====== READING TEXT ======

Fantasy becomes reality: Time-sucking online games building steam
I'll regret admitting this, but when I was a boy of about 4, the first fantasy I can recall was having Roy Rogers and Dale Evans come to my house to ride horses in the back yard.
``The Roy Rogers Show'' aired in the '50s, and I was fascinated by the world Roy and his horse, Trigger, and Dale and her horse, Buttermilk, galloped through. I just wanted them to take me along on their adventures through the wild frontier.
Later, my idea of a fantasy usually involved a nurse, but nowadays I discover that the concept of fantasy has changed dramatically. Today, many men (and, yes, a few women) live in a fantasy world inhabited by quarterbacks, running backs and obscure place kickers.
Fantasy football has become an obsession in this country with estimates that more than 36 million people are now playing, many invested in more than one league while spending hours each week brooding over their teams.
In case you don't know what a fantasy sports league is all about, it works like this: You become the general manager of your team. You're responsible for drafting players, assembling a roster that can accumulate points based on the scoring system your league has adopted and making constant adjustments to that roster based on weekly injuries, matchups and availability of players.
Sounds simple. It isn't.
You match wits against other ultra-competitive fantasy team owners, chart points throughout the season and someone emerges as the league champion.There are fantasy leagues in virtually every sport, with football, baseball, basketball and NASCAR among the most popular. Pro football, though, is where the hardcore fantasy players come to do combat.
The whole fantasy sports concept raises a myriad of questions, and because so much of the research required to manage a team is done on the Internet, fantasy sports and the effort it takes to stay involved have spilled over into the workplace.
A report from Challenger, Gray & Christmas, a Chicago-based employment consultant, says that fantasy players are costing employers as much as $1.1 billion a week during the National Football League season.
That's time spent prowling the waiver wires, checking up on injury reports and reading news stories that might indicate matchup insights or personnel changes. It's time spent making trades, joining in blogs and community discussions ranting and raving about the costly impact of Tom Brady's knee injury.
In case you think these fantasy players are unemployed kids who have nothing better to do, think again. A story published in 2006 by the Washington Times said the average fantasy player earns $76,000 a year. These people are earners, and they're from the male demographic that gets the attention of advertisers on Web sites and in periodicals.

====== RECORDS FOR THIS EXERCISE ======

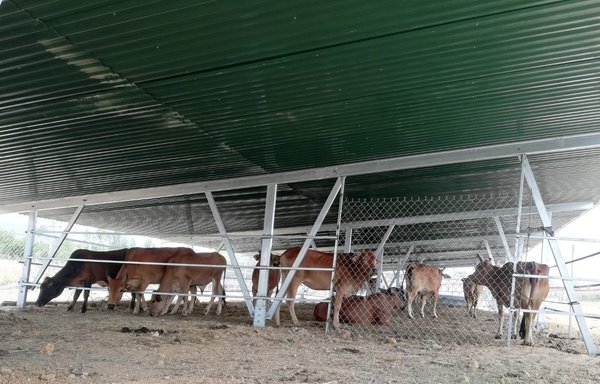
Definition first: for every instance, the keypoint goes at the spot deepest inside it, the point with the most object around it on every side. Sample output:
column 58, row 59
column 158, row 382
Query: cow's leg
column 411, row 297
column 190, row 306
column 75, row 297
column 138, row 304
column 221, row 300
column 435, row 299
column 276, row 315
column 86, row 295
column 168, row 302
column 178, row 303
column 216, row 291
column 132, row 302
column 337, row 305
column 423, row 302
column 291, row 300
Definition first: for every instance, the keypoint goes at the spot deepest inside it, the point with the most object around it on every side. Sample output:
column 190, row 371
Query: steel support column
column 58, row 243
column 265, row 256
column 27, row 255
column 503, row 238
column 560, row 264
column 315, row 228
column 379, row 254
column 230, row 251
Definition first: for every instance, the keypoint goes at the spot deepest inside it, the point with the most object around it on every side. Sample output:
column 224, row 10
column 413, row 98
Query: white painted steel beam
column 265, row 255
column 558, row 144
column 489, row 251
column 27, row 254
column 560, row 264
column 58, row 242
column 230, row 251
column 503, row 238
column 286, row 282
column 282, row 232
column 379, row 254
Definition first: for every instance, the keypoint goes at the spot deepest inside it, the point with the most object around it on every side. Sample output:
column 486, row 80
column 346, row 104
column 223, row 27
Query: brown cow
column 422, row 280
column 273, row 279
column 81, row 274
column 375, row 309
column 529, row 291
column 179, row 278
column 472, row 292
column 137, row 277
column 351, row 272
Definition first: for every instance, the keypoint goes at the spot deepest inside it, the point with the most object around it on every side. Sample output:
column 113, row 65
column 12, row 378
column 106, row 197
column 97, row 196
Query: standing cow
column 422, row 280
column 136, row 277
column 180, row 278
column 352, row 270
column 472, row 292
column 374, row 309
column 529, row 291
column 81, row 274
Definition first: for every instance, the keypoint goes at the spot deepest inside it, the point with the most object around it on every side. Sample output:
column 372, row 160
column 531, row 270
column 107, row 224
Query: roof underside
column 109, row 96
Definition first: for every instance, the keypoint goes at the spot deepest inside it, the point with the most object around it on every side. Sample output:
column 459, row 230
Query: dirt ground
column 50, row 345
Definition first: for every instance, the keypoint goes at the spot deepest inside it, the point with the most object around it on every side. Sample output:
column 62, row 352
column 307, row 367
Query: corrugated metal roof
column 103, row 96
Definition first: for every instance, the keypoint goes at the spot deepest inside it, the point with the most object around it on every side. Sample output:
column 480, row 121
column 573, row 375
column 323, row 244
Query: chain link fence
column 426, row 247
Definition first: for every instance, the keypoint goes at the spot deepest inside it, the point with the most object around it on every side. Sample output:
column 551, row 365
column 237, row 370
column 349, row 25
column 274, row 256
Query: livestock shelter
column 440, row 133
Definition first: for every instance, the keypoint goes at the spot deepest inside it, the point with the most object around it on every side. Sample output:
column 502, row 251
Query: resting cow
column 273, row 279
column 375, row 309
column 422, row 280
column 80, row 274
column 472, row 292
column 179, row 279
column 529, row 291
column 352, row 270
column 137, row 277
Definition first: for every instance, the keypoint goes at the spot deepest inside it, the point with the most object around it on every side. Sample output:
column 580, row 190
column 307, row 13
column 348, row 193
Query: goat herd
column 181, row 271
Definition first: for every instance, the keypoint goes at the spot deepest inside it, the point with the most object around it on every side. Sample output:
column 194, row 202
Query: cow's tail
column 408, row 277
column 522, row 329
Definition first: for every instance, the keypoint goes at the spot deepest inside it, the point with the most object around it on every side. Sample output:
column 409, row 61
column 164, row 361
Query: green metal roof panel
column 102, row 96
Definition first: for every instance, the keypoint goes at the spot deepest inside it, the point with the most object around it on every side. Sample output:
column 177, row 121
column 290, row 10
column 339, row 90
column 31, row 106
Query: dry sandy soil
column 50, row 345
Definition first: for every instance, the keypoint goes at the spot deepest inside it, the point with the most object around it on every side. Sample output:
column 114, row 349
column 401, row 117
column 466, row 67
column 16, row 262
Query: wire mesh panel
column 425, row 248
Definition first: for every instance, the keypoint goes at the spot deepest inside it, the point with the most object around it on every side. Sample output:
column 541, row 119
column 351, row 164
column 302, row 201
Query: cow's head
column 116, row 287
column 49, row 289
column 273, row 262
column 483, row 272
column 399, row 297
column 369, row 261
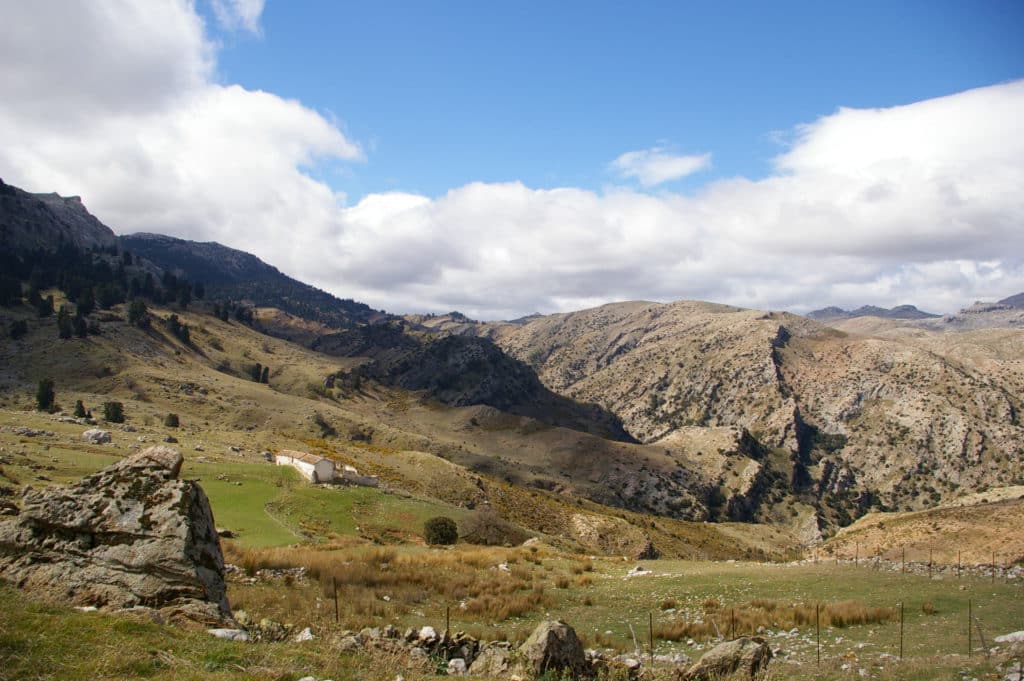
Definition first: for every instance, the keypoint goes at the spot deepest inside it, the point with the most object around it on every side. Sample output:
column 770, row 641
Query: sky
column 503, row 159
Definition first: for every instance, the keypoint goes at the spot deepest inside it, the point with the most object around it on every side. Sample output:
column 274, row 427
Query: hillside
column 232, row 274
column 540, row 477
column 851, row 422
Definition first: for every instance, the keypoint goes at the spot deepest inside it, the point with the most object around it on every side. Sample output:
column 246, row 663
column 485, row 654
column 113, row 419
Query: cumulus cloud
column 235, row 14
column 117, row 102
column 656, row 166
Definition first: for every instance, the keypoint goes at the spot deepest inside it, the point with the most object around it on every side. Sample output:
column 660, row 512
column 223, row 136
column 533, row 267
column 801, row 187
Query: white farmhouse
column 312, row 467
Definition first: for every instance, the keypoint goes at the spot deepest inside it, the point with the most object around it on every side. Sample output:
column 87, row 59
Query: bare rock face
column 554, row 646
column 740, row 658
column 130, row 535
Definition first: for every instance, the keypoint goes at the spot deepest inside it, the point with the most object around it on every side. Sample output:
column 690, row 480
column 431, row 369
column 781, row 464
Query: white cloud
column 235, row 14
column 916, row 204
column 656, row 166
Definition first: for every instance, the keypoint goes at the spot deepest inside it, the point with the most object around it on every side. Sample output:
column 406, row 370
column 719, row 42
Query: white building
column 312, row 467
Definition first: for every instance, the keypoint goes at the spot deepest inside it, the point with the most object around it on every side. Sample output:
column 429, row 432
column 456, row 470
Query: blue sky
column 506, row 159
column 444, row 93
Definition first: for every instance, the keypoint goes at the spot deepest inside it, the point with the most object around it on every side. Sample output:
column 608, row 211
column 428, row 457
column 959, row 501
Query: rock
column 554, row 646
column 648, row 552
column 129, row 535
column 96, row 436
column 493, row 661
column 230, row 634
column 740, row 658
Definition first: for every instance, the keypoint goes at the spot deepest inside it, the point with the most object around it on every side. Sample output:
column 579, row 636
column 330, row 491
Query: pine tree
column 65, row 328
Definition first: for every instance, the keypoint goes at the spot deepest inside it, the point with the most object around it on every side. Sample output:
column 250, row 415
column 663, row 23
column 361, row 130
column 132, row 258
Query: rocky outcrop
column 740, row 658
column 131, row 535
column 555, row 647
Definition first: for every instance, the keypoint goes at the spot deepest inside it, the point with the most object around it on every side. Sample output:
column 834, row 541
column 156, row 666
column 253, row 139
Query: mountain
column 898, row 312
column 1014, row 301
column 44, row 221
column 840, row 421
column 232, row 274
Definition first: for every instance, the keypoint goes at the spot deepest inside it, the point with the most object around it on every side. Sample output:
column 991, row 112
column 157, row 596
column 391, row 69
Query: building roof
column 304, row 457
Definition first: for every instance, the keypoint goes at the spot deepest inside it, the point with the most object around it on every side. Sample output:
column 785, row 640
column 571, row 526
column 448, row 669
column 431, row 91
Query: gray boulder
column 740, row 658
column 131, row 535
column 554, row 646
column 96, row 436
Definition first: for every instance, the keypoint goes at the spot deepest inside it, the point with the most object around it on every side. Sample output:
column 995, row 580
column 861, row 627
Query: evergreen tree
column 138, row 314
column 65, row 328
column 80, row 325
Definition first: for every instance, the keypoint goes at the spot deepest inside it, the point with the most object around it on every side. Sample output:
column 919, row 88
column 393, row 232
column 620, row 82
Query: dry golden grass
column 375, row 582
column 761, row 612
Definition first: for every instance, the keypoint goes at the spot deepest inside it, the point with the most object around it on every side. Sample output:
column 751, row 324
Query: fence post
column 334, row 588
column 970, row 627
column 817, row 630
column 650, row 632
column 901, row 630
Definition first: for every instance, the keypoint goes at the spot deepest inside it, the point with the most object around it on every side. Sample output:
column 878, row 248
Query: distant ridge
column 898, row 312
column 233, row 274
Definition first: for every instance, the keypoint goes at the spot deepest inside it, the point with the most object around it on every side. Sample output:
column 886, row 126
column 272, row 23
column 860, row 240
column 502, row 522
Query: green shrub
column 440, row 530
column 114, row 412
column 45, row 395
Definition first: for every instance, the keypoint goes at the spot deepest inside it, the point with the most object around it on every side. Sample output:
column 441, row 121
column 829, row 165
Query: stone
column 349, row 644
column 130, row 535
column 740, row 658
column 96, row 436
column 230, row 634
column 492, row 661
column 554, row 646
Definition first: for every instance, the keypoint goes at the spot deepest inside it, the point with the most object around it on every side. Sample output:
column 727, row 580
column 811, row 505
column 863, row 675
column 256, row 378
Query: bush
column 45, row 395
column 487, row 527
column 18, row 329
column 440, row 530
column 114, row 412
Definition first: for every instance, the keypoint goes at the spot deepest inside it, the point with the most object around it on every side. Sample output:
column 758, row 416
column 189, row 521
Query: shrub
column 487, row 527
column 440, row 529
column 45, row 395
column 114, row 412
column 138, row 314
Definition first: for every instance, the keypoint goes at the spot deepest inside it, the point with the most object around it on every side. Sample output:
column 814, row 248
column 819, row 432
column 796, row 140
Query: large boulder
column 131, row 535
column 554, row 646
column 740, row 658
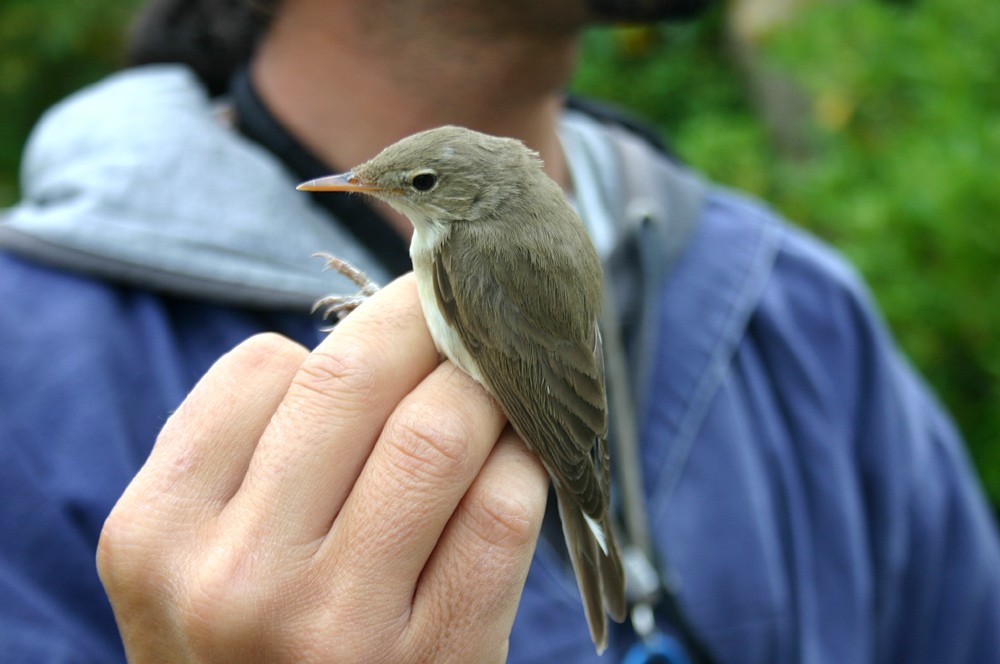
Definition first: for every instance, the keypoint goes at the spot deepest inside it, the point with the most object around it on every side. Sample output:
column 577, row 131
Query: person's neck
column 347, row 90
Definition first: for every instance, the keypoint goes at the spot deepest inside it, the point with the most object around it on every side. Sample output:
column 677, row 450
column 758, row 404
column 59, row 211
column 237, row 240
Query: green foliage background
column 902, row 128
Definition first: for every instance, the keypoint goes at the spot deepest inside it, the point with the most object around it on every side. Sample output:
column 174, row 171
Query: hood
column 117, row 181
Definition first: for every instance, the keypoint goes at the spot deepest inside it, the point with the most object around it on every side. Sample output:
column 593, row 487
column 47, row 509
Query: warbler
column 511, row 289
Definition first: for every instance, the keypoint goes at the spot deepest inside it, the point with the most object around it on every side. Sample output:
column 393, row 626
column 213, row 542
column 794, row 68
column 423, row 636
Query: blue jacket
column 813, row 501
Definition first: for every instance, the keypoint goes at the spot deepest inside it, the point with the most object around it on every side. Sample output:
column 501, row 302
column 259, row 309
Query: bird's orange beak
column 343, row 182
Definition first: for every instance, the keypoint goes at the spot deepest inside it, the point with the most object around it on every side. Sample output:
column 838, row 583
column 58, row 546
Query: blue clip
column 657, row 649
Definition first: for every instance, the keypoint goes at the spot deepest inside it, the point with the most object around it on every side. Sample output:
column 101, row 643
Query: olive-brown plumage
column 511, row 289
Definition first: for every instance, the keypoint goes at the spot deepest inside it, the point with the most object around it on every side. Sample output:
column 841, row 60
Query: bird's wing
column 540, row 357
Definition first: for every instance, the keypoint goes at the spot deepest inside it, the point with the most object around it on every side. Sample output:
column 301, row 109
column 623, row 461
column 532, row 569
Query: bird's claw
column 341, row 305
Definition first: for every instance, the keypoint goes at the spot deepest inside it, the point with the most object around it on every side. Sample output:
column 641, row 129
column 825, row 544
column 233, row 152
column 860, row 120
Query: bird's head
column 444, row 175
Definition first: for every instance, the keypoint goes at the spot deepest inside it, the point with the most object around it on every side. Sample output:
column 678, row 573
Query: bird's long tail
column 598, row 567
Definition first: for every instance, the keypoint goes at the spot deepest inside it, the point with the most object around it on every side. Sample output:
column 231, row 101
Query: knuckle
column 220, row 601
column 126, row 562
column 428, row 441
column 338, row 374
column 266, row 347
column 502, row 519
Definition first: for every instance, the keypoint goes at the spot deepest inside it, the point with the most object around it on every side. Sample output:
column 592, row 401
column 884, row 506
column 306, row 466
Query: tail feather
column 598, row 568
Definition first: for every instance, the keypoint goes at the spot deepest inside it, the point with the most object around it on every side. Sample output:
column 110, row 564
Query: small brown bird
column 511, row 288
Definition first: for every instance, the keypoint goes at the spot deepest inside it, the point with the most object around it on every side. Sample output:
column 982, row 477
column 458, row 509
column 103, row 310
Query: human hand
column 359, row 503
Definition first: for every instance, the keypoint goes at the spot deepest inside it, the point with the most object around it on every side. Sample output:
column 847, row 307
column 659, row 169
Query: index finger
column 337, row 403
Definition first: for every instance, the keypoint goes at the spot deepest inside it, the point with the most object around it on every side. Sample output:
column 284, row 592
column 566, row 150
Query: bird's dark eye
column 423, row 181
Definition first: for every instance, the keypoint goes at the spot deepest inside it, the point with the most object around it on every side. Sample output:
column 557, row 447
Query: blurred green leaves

======

REQUESTS:
**A.** Can you duplicate the stretch of the fantasy football article from "In case you don't" through "availability of players."?
**B.** Can you set down, word for word, the stretch of the records from their start through the line containing "column 291, row 300"? Leave the pictures out.

PROBLEM SOLUTIONS:
**A.**
In case you don't know what a fantasy sports league is all about, it works like this: You become the general manager of your team. You're responsible for drafting players, assembling a roster that can accumulate points based on the scoring system your league has adopted and making constant adjustments to that roster based on weekly injuries, matchups and availability of players.

**B.**
Definition first: for every instance, the keypoint goes at the spot deepest inside it, the point with the most object around it on every side. Sample output:
column 58, row 59
column 158, row 382
Query: cow's leg
column 411, row 297
column 190, row 306
column 75, row 297
column 138, row 304
column 221, row 300
column 435, row 299
column 276, row 315
column 86, row 295
column 168, row 302
column 178, row 303
column 216, row 291
column 132, row 302
column 337, row 305
column 423, row 302
column 291, row 300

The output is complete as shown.